> [Problem 1]: Reproduce the passage of the committee hearing transcript starting at "Gray [01:22:13] Thank" and ending at "will be made.".
> [Problem 2]:
Answer these questions from the committee hearing transcript:
(a) What is the number of the resolution McKenzie presents?
(b) What does McKenzie say he didn't bring to the hearing?
(c) Who raises a point of order?
> [Problem 3]: Carry the committee hearing transcript forward from its last line.

> [Source passage]:
Eaves [01:20:11] Rep. McKenzie, I have honestly no idea what you’re talking about. Are you presenting your resolution?
McKenzie [01:20:15] Yes, sir, I am. This resolution is the same resolution I presented here three months ago. What it does, Resolution H– H.R. 1020. It changes the speaker– excuse me, the speaker select of the chairs and 1020 deals with the 10 standing committees. It also deals with the Joint Budget Committee, House Budget Committee, and it says there will be– look, it follows the Senate rules. They’ll be picked by seniority. That’s what it does, as opposed to right now they are all chair and co-chair chosen by the speaker. So that is what H.R. 1020 does. I presented this. This is not– this is verbatim. The reason why I went into just a little bit more of why I would hope that this would get a little bit more of a hearing, a little bit more of a thought, is because it it affects how we run the show. It affects the voice our constituents have when we take all the power and we put it up in one position. I don’t care how great that person is. All that power is in one position and it is diluting the power to our constituents. And it is changing our focus, our loyalty, and we have seen it play out time and time again as to how it doesn’t work well and doesn’t serve our constituents. And I think we’ve seen it play out in this committee today. So that was my point as far as I’ve already presented this. But I at least, it’s a matter of conviction, and it may be a lonely conviction, but I don’t think it is. I’ll take questions.
Eaves [01:22:08] All right. members, you’ve heard the presentation of this bill. Representative Gray, you’re recognized for a question.
Gray [01:22:13] Thank you, Mr. Speaker. Representative McKenzie, I’m not sure why you’re so mad when you, when you come down to the well unless it’s because of the bills that were hard prior and no motion was made. And I want to be very clear with you. I– no one told me how to vote on those bills. I do not agree with the civil liability of those bills, and I have been very clear in that. So for you to come to the well and or come to that table and almost act like I’m being told how I’m going to vote today, that’s disrespectful. And I disagree with that. My question is this, you say the selection would be made on seniority, is that in your bill? Because I don’t see it. There are no instructions in your bill as to how committee select– committee chair and Vice-Chair will be made.
McKenzie [01:23:04] I apologize. Representative Gray, let me go through this. I didn’t bring my glasses here today. This is the exact same bill that I had BLR draw up that I presented for you before. If it does not, if we have somehow left that out, I assure you, I would be happy to amend that because that is my intention is to follow the Senate rules. And to respond to your comment, I do appreciate, I do know how you’ve stood. I know how– I’ve seen you comment. And so let me clarify, just because every vote is unanimous doesn’t mean it’s not genuine. But I do think perhaps you might agree that if every vote is unanimous, it’s fair enough for some folks to wonder. And the problem I have is the appearance, and that’s where I think it really–
Dalby [01:23:52] Point of order.

> [Region labeling entries]:

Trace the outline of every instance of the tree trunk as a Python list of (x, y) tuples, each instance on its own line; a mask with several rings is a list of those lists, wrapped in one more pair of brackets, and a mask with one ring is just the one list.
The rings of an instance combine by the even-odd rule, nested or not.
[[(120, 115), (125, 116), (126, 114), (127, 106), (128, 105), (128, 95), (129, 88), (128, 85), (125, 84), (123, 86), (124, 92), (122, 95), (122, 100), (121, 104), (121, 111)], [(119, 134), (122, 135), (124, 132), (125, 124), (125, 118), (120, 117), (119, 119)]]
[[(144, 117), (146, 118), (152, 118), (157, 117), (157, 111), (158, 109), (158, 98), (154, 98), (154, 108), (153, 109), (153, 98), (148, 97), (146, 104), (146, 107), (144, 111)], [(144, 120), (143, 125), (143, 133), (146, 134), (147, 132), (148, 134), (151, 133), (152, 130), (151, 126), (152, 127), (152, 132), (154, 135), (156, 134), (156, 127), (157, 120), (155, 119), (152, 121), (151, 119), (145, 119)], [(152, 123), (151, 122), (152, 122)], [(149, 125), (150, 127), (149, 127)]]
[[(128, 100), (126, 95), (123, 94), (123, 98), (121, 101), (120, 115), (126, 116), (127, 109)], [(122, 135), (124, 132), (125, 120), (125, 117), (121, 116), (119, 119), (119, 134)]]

> [Exercise response 1]:
Gray [01:22:13] Thank you, Mr. Speaker. Representative McKenzie, I’m not sure why you’re so mad when you, when you come down to the well unless it’s because of the bills that were hard prior and no motion was made. And I want to be very clear with you. I– no one told me how to vote on those bills. I do not agree with the civil liability of those bills, and I have been very clear in that. So for you to come to the well and or come to that table and almost act like I’m being told how I’m going to vote today, that’s disrespectful. And I disagree with that. My question is this, you say the selection would be made on seniority, is that in your bill? Because I don’t see it. There are no instructions in your bill as to how committee select– committee chair and Vice-Chair will be made.

> [Exercise response 2]:
(a) H.R. 1020
(b) His glasses
(c) Dalby

> [Exercise response 3]:
McKenzie [01:23:53] –ties your hand when, when everyone is so, and everyone on this committee is a member select committee. I’m answering the question.
Eaves [01:24:00] Representative McKenzie, hang on just a second. Representative Dalby, you have a question?
Dalby [01:24:04] Point of order.
Eaves [01:24:04] A point of order. Let’s hear it.
Dalby [01:24:11] The Representative is not speaking on the bill. And so, point of order, ask her to speak and stay on the bill.
Eaves [01:24:23] All right. Hang on to that though. Just one second. We need to focus on House resolution 1020. Representative Gray, you’re recognized.
Gray [01:24:29] Thank you. And that’s just a follow up and I appreciate your response. To you a follow up, and it seems the one committee that you’re the most upset about is this committee and the select committees. Do you plan to bring a bill for the select committees because this bill actually leaves out the committees that you seem to be so upset about?
McKenzie [01:24:46] Thank you for that question. And I apologize. I don’t want to be upset, but I do have strong feelings and I don’t think that there’s necessarily a time– there’s a time and place to share those strong feelings. Yes, in fact, I do believe we need to have one. The reason why I did not here is because there’s only so many different things I think I can tackle. But I do believe and in fact, I’ll go ahead and share I had– well, I do believe it should be changed. I believe this, this committee is powerful. And as I pointed out, if you want to make any changes to the structure, it goes to the committee that is hand-selected all 100 percent of the members by that structure. And that’s that’s not a good appearance. And so that’s my, yes, you’re right. I did not. It’s certainly on my– and I hope that somebody– I’ll be gone, probably to the applause of many people. I hope somebody does it. I’m not going to stop speaking out about it. I don’t think I’d have stood there the first day and fumbled the way I did if I didn’t feel strongly. Thank you for the question.
Eaves [01:25:53] Thank you. Representative Wardlaw, you’re recognized for a question.
Wardlaw [01:25:57] Thank you, Mr. Speaker– or Mr. Chairman, I gave you a promotion. Representative McKenzie, did you serve in the 2019 session?
McKenzie [01:26:05] Yes, I did.
Wardlaw [01:26:06] So do you remember in that session, the speaker appointed every single committee?
McKenzie [01:26:11] Yes, I did.
Wardlaw [01:26:12] And this membership saw that they didn’t like that power being with one single person, so we changed it back to seniority and congressional district. You remember that?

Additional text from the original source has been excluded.